(Annotated photo localization data)

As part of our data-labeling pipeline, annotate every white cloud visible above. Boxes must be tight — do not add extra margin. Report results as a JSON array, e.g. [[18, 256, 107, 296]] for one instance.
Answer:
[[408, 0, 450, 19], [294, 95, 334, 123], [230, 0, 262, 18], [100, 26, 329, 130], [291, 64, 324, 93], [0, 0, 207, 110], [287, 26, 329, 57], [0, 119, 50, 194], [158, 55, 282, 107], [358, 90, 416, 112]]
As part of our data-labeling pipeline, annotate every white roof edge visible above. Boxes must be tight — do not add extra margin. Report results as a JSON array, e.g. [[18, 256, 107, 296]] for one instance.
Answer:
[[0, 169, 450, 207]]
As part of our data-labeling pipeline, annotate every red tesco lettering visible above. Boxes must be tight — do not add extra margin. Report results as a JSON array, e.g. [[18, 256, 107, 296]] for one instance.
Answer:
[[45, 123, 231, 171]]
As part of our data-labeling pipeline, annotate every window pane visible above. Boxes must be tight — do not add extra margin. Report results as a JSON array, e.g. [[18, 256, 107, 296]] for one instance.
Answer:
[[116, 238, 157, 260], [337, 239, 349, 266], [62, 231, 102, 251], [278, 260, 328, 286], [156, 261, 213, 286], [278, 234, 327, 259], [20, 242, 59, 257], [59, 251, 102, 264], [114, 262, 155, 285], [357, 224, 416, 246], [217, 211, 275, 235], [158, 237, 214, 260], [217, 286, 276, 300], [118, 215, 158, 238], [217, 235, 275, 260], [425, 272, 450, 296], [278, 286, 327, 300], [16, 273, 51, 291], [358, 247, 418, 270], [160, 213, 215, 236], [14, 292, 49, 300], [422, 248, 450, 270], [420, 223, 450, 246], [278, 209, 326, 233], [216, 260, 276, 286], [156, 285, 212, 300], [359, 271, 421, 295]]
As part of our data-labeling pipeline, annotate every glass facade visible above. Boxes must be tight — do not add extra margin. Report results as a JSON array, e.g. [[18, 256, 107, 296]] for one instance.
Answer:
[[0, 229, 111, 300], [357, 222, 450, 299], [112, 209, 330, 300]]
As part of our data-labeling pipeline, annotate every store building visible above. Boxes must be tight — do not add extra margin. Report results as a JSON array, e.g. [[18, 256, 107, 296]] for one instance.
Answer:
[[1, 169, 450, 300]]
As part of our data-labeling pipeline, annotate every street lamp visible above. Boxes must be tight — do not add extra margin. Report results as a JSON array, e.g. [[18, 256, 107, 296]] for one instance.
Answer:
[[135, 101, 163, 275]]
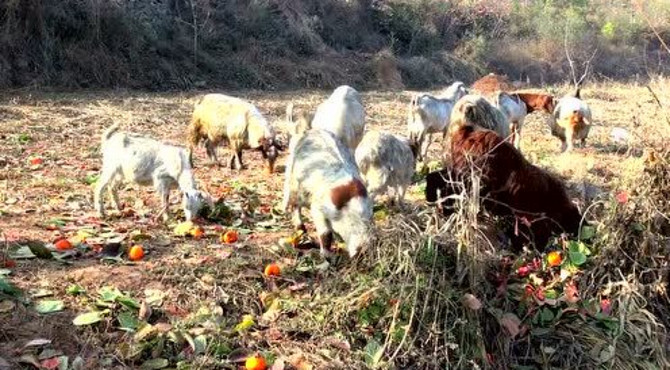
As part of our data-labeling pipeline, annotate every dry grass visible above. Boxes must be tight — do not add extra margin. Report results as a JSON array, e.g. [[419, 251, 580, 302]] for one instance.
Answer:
[[0, 80, 669, 369]]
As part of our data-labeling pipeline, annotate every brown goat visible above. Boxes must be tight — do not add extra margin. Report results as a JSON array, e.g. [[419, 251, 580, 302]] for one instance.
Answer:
[[426, 125, 583, 250], [513, 92, 556, 115], [471, 73, 513, 95]]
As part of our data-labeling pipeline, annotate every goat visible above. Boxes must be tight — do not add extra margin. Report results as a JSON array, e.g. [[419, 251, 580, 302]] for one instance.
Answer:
[[407, 82, 469, 162], [94, 124, 210, 222], [426, 124, 583, 250], [548, 88, 592, 152], [311, 85, 366, 152], [355, 130, 416, 205], [491, 92, 530, 149], [187, 94, 281, 172], [449, 94, 510, 143], [471, 73, 513, 95], [282, 129, 373, 258]]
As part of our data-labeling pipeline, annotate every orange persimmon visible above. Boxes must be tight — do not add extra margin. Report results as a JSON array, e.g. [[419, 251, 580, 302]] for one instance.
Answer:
[[245, 355, 267, 370], [54, 239, 73, 251], [264, 263, 281, 277], [221, 230, 238, 244], [547, 251, 562, 267], [128, 245, 145, 261]]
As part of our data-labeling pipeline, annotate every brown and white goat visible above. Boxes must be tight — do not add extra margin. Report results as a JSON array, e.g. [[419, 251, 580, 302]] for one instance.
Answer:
[[282, 129, 373, 258], [548, 88, 592, 152]]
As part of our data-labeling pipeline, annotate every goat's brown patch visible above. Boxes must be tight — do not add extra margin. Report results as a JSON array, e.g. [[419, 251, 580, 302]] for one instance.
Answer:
[[515, 93, 555, 114], [330, 179, 367, 210]]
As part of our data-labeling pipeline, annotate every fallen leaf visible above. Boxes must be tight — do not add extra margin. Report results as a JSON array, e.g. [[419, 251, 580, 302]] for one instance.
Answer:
[[462, 293, 482, 311], [18, 354, 41, 368], [288, 353, 313, 370], [234, 314, 255, 332], [138, 301, 152, 321], [499, 313, 521, 338], [140, 358, 168, 369], [72, 310, 105, 326], [35, 300, 64, 314], [9, 246, 36, 259], [66, 284, 85, 295], [24, 338, 52, 348]]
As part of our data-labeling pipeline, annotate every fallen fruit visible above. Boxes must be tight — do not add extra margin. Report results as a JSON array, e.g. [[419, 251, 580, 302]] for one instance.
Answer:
[[191, 226, 205, 239], [128, 245, 145, 261], [221, 230, 238, 244], [547, 251, 562, 267], [245, 355, 267, 370], [264, 263, 281, 277], [29, 157, 43, 165], [54, 239, 73, 251], [3, 259, 16, 268]]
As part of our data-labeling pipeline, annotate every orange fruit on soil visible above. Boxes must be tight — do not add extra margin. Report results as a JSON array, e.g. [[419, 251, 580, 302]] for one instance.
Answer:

-- PROBLEM TO SOLVE --
No picture belongs in the copy. Print every entry above exactly as it stands.

-- RESPONSE TO THIS TASK --
As part of our data-labeling pipeline, annotate every white cloud visible above. Boxes must be tight — do not add extra margin. Report results as a JSON array, e.g. [[18, 256, 107, 296]] for one instance.
Answer:
[[408, 0, 450, 19], [294, 95, 334, 123], [230, 0, 262, 18], [100, 26, 329, 130], [291, 64, 324, 93], [0, 0, 207, 110], [287, 26, 329, 57], [0, 119, 50, 194], [158, 55, 282, 107], [358, 90, 416, 112]]
As part of our data-labeling pipeline, annotate every white roof edge visible above. Boxes must be tight — do not add extra margin. Report results as a JSON array, e.g. [[18, 256, 107, 296]] for one instance.
Answer:
[[0, 169, 450, 207]]
As part of our data-labeling pipeline, annotate every red tesco lettering visible above. Boxes must be tight — do not add extra margin. Report results as a JSON array, e.g. [[18, 256, 107, 296]] for one instance.
Answer:
[[45, 123, 231, 171]]
As part of our data-labeling pipeline, annotate every window pane visible above. Boxes must be tight — do not add extra margin. Report results as a JSON array, e.g. [[18, 256, 107, 296]] for one instance.
Answer:
[[116, 238, 157, 260], [337, 239, 349, 266], [62, 231, 102, 251], [278, 260, 328, 286], [156, 261, 213, 286], [278, 234, 327, 259], [20, 242, 59, 257], [59, 251, 102, 264], [114, 262, 155, 285], [357, 224, 416, 246], [217, 211, 275, 235], [158, 237, 214, 260], [217, 286, 276, 300], [118, 215, 158, 238], [217, 235, 275, 260], [425, 272, 450, 296], [278, 286, 327, 300], [16, 273, 51, 291], [358, 247, 418, 270], [160, 213, 215, 236], [14, 292, 49, 300], [422, 248, 450, 270], [420, 223, 450, 246], [278, 209, 326, 233], [216, 260, 276, 286], [156, 285, 212, 300], [359, 271, 421, 295]]
As part of our data-labeling pipeline, annotate every glass facade visible above. Boxes must be tight — do not add extra margin. Report results as a JSON array, e.g. [[18, 256, 107, 296]] for one instance.
Answer:
[[0, 229, 111, 300], [357, 222, 450, 299], [112, 209, 330, 300]]
As part of our data-labeling pipeline, annotate every store building visible above. Boxes must be tight — do not add extra margin. Report results as a JSON array, e.g. [[18, 256, 107, 296]] for one instance.
Answer:
[[1, 169, 450, 300]]
As part of our data-labeling pipeline, annotate every street lamp visible above. Boxes must be tight — do not add extra margin. Report results as a JSON array, e.g. [[18, 256, 107, 296]] for one instance.
Answer:
[[135, 101, 163, 275]]
As part of our data-labeling pipeline, annotate every dry grass visible above. Boxes must be tight — do not add extra margin. Report results as a JSON array, e.g. [[419, 251, 580, 302]] for one instance.
Answer:
[[0, 80, 669, 369]]
As part of our data-labeling pipeline, annotate every brown goat visible above. Boxes must be tight — do not add extra margin. Report results as a JSON array, e.g. [[419, 251, 580, 302]] for one instance.
Answer:
[[426, 125, 583, 250], [513, 92, 556, 115], [471, 73, 513, 95]]
As part of our data-labeling pipeline, annotate every goat visible above. Boxes must be tight — do not add extra margin. Report results as a JSON array, e.g. [[419, 251, 580, 302]] for one instance.
Answer:
[[407, 82, 469, 162], [94, 124, 210, 222], [426, 124, 583, 250], [548, 88, 592, 152], [311, 85, 366, 152], [355, 130, 416, 205], [491, 92, 530, 149], [187, 94, 281, 172], [449, 94, 510, 143], [471, 73, 513, 95], [282, 129, 373, 258]]
As part of our data-labeling pipeline, annotate every orange persimmon visible above. Boxes must be tight — do not add extra margin. Report results as a JSON array, e.g. [[419, 251, 580, 302]] for one instance.
Answer:
[[245, 355, 267, 370], [54, 239, 73, 251], [264, 263, 281, 277], [221, 230, 238, 244], [547, 251, 562, 267], [128, 245, 145, 261]]
As part of our data-labeling pipeline, annotate every brown and white goat visible above. Boxes must be tight — do not add extra margin. Report results as a JSON array, e.g. [[419, 251, 580, 302]] for one instance.
Answer:
[[282, 129, 373, 258], [548, 88, 592, 152]]
As part of our data-labeling pipeline, annotate every goat's brown patch visible above. Boxes must be tight — do not add extra margin. Report results as a JSON array, e.g. [[419, 251, 580, 302]] for one instance.
Answer:
[[515, 93, 555, 114], [330, 179, 367, 210]]
As part of our data-labeling pipeline, annotate every fallen leaf visible above. Boxes must be tight — do not add extra margin. Report results as a JSON array, e.g. [[419, 251, 580, 302]] for one instance.
Answer:
[[462, 293, 482, 311], [18, 354, 41, 368], [288, 353, 313, 370], [234, 314, 255, 332], [138, 301, 152, 321], [499, 313, 521, 338], [140, 358, 168, 369], [72, 310, 105, 326], [35, 300, 64, 314], [9, 246, 36, 259], [66, 284, 85, 295], [24, 338, 52, 348]]
As part of our data-labeling pipeline, annotate every fallen fruit visible above. Boxes must be tight — do not add extra margin. Report results as a JSON array, e.g. [[419, 251, 580, 302]] for one instance.
Answer:
[[191, 226, 205, 239], [128, 245, 145, 261], [221, 230, 238, 244], [547, 251, 562, 267], [245, 355, 267, 370], [264, 263, 281, 277], [29, 157, 43, 165], [54, 239, 73, 251], [3, 259, 16, 268]]
As part of our data-labeling pipeline, annotate every orange fruit on soil visible above. Boxes must be tight — do not add extra margin. Report results as a JSON array, e.g. [[419, 251, 580, 302]] for one instance.
Answer:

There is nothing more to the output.